## [INSTRUCTIONS]
- a) In the forum thread, what does SASKiwi say the original poster could supply to help explain the problem?
- b) Decide whether each statement agrees with the forum thread, and support each yes or no with the deciding words of the thread, quoted exactly: (i) The poster's table has general rows and a redundant total row. (ii) The poster wants to sum across columns. (iii) SASKiwi offers an approach that uses SQL.
- c) Using the forum thread, explain why DavidPhillips2 says the example that computes sum_allnum and sum_range does not fit the problem.

━━ READING PASSAGE

BookmarkSubscribeRSS Feed
DavidPhillips2
Rhodochrosite | Level 12

I have two sets of rows in this table.  The general rows and a redundant total row.  

 

Is there a simple way to do this?  I can think of a few that involve 10 lines of code.

 

data merged_SAL; set merged_SAL;
if CONTRACT_LENGTH = ('9 10 11 12') then do;
SALARY_OUTLAYS = /*sum of salary_outlays where CONTRACT_LENGTH in ('9', '10', '11', '12') */
end;
run;

 

 

8 REPLIES 8
DavidPhillips2
Rhodochrosite | Level 12

Note in an example like this:

data test;
infile cards;
input A1 A2 A3 A4 A5;
cards;
2 2 5 1 0
;
run;

data sums;
 set test;

 /* method 1: array of all numerics */
 array n {*} _numeric_;
 sum_allnum=sum(of n[*]);

 /*method 2: variable range in data set */
 sum_range=sum(of a1-a5);
run;

The author is summing across columns.  I am suming across rows.

SASKiwi
PROC Star

Here is one way with SQL. You haven't really explained your problem completely - it would help if you supplied sample input and output data - so I'm guessing this is close to what you want. If you don't want sums by contract_length take out the GROUP BY.

━━━━
━━ PROVIDED DATA

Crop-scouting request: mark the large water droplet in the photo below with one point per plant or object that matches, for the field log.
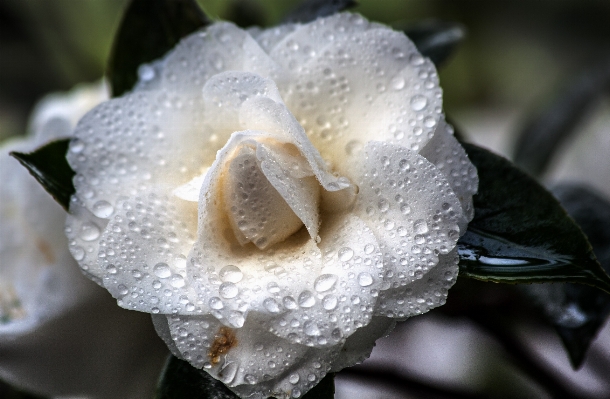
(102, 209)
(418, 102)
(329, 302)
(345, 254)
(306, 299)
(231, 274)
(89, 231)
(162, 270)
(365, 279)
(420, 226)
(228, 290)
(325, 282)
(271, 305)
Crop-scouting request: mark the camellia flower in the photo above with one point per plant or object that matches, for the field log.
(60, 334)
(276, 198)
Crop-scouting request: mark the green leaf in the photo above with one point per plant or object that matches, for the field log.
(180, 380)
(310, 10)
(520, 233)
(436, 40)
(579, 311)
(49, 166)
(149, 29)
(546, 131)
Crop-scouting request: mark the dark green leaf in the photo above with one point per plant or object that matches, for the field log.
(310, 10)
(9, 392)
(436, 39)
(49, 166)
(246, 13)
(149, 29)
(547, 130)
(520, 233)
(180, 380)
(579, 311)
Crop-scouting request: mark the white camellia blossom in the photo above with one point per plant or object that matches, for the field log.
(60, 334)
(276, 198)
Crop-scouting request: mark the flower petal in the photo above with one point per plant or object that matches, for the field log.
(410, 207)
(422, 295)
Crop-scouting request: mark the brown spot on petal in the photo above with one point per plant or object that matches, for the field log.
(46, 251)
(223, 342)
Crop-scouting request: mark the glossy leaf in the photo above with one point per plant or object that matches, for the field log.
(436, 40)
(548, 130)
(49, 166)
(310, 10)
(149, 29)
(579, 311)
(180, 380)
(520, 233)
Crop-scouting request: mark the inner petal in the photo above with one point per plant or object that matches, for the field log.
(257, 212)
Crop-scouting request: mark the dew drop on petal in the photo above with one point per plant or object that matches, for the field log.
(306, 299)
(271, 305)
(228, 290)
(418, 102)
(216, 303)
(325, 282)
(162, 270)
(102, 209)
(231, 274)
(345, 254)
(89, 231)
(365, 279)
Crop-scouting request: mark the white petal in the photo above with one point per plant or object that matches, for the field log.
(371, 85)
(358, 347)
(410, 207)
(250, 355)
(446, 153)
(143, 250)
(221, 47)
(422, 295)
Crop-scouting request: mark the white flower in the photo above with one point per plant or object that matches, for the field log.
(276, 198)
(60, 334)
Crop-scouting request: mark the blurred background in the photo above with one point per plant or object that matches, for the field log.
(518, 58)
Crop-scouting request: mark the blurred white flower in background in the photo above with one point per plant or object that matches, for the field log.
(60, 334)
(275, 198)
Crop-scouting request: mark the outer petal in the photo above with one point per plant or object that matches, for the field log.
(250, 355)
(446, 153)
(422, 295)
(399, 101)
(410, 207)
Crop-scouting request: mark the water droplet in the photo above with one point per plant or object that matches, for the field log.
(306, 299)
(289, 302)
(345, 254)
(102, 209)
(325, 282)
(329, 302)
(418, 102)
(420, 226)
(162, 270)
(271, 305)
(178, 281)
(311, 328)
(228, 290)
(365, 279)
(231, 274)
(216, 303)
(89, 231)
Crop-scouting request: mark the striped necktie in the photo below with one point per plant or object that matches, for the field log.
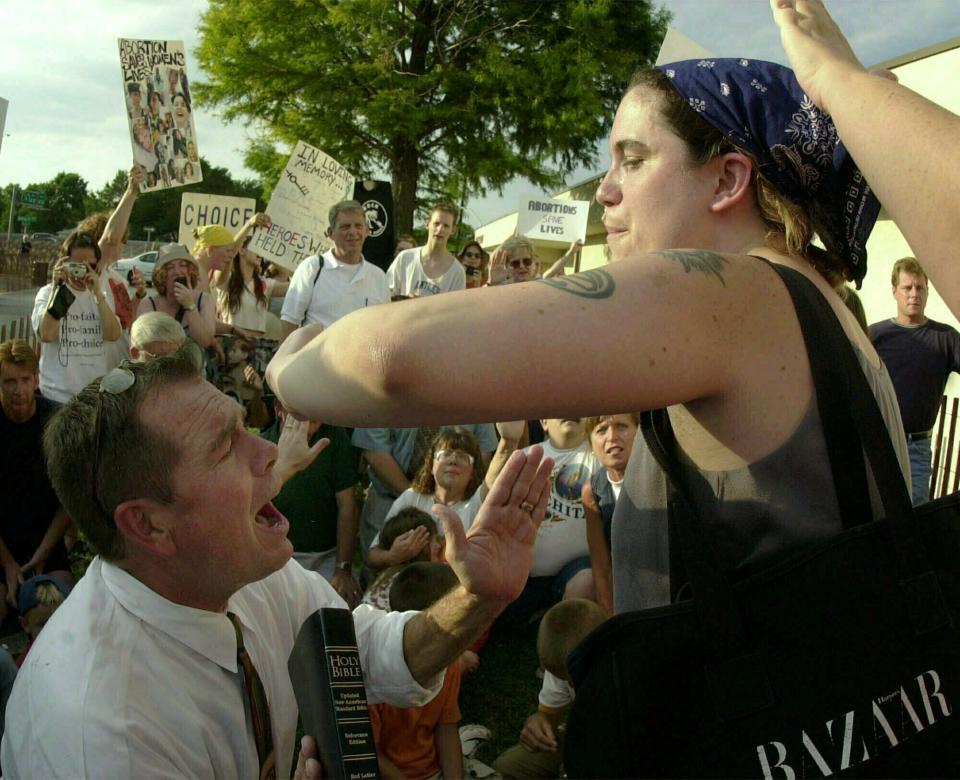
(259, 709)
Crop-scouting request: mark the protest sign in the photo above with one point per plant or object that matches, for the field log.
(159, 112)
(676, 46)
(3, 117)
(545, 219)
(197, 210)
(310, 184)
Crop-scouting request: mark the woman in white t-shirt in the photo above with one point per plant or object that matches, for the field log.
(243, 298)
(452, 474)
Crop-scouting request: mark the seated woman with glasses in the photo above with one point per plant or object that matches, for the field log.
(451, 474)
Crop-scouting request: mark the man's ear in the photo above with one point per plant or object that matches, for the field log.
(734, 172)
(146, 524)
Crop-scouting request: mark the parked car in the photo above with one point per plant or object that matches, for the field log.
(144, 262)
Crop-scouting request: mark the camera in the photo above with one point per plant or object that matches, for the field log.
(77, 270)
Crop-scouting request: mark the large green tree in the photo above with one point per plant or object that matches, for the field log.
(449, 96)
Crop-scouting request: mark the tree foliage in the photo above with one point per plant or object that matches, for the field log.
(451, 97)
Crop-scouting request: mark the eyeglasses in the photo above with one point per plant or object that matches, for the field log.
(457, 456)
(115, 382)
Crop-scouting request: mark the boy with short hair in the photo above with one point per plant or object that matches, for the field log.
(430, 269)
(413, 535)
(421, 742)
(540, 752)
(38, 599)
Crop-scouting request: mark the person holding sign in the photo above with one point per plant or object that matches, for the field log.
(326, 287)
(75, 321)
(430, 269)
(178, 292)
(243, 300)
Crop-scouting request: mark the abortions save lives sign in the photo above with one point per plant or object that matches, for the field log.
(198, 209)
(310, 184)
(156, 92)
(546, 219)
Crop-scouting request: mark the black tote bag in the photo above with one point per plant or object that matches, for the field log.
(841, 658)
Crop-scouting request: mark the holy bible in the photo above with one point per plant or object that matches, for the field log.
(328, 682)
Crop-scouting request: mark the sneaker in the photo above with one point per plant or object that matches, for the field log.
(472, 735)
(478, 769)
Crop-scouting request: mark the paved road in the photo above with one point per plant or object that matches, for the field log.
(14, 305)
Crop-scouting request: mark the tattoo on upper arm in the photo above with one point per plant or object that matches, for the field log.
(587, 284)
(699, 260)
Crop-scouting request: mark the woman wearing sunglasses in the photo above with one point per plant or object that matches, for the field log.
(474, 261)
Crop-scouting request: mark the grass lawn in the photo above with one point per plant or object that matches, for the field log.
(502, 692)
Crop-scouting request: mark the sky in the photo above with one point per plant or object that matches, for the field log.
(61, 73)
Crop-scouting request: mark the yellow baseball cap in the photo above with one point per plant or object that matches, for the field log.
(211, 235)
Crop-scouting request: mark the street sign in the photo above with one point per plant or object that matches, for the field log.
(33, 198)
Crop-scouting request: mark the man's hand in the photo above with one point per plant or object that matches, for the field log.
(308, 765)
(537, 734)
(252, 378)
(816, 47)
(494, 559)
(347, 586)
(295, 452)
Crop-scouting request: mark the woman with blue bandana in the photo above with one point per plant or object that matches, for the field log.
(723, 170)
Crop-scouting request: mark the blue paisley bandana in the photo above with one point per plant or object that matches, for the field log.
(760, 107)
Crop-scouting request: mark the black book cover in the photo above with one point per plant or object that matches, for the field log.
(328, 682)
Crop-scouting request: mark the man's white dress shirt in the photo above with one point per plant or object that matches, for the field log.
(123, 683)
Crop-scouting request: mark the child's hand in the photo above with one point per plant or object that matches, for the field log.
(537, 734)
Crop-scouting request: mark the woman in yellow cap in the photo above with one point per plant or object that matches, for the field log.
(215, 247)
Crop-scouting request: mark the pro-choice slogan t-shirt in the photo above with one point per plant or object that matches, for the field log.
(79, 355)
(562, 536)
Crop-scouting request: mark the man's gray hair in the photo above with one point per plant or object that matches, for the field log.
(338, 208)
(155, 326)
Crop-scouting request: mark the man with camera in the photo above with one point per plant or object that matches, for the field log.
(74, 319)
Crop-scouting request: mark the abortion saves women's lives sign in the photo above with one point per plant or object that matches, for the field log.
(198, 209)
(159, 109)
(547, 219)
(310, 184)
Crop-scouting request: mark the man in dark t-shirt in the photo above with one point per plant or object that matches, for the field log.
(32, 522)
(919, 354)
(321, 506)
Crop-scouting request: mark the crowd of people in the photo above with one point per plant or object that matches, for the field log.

━━━━

## [COMPLETED EXERCISE]
- a) Sample input and output data.

- b)
(i) Yes: "The general rows and a redundant total row."
(ii) No: "I am suming across rows."
(iii) Yes: "Here is one way with SQL."

- c) The example's author sums across columns. DavidPhillips2 needs to sum across rows instead.